Sunday, January 31, 2021

ENCORE #151! – It’s Funny, But It’s Not – Breast Cancer and the Bombing of Hiroshima

From the first moment my wife discovered she had breast cancer in March of 2011, there was a deafening silence from the men I knew. Even ones whose wives, mothers or girlfriends had breast cancer seemed to have received a gag order from some Central Cancer Command and did little more than mumble about the experience. Not one to shut up for any known reason, I started this blog…That was four years ago – as time passed, people searching for answers stumbled across my blog and checked out what I had to say. The following entry first appeared in July of 2018…


It’s funny, but it’s not that the whole breast cancer ordeal feels over.

It’s not over. My wife continues to live in the shadow of the aftermath. Sort of like the old move, “The Day After”.

On November 20, 1983, American television aired a movie that realistically explored what would happen if there was a real exchange of nuclear weapons between the US and the Soviet Union. It had a profound effect in that rather than focusing on the war itself – though it did show the explosion of warheads on US soil and over cities – its purpose was to explore what happened to normal people left with virtually nothing.

◆ Data extract ◆
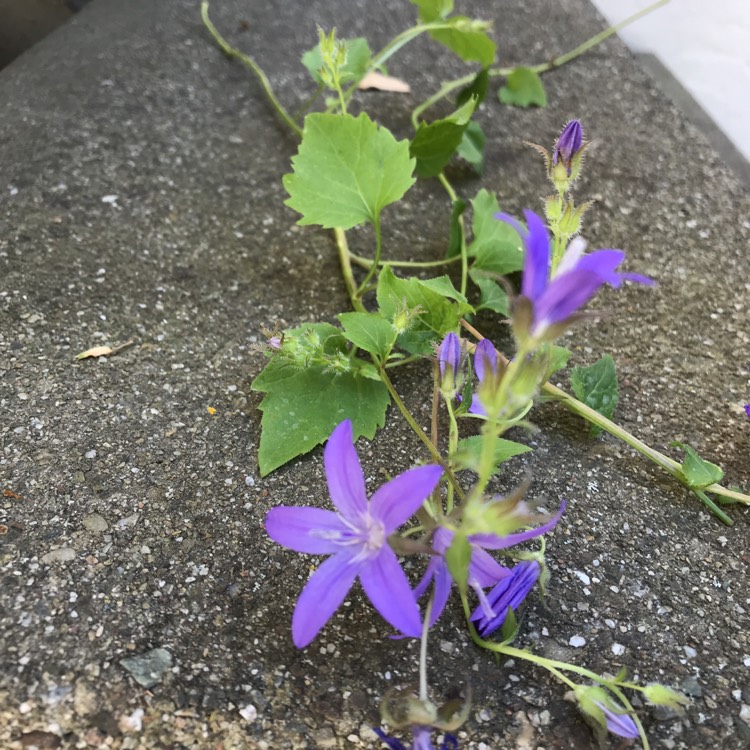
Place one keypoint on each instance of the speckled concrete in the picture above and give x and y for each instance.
(140, 199)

◆ About this task ◆
Print everything in the blog post from "On November 20, 1983, American" down to "with virtually nothing.", word for word. The material isn't needed for anything here.

◆ Exercise solution ◆
On November 20, 1983, American television aired a movie that realistically explored what would happen if there was a real exchange of nuclear weapons between the US and the Soviet Union. It had a profound effect in that rather than focusing on the war itself – though it did show the explosion of warheads on US soil and over cities – its purpose was to explore what happened to normal people left with virtually nothing.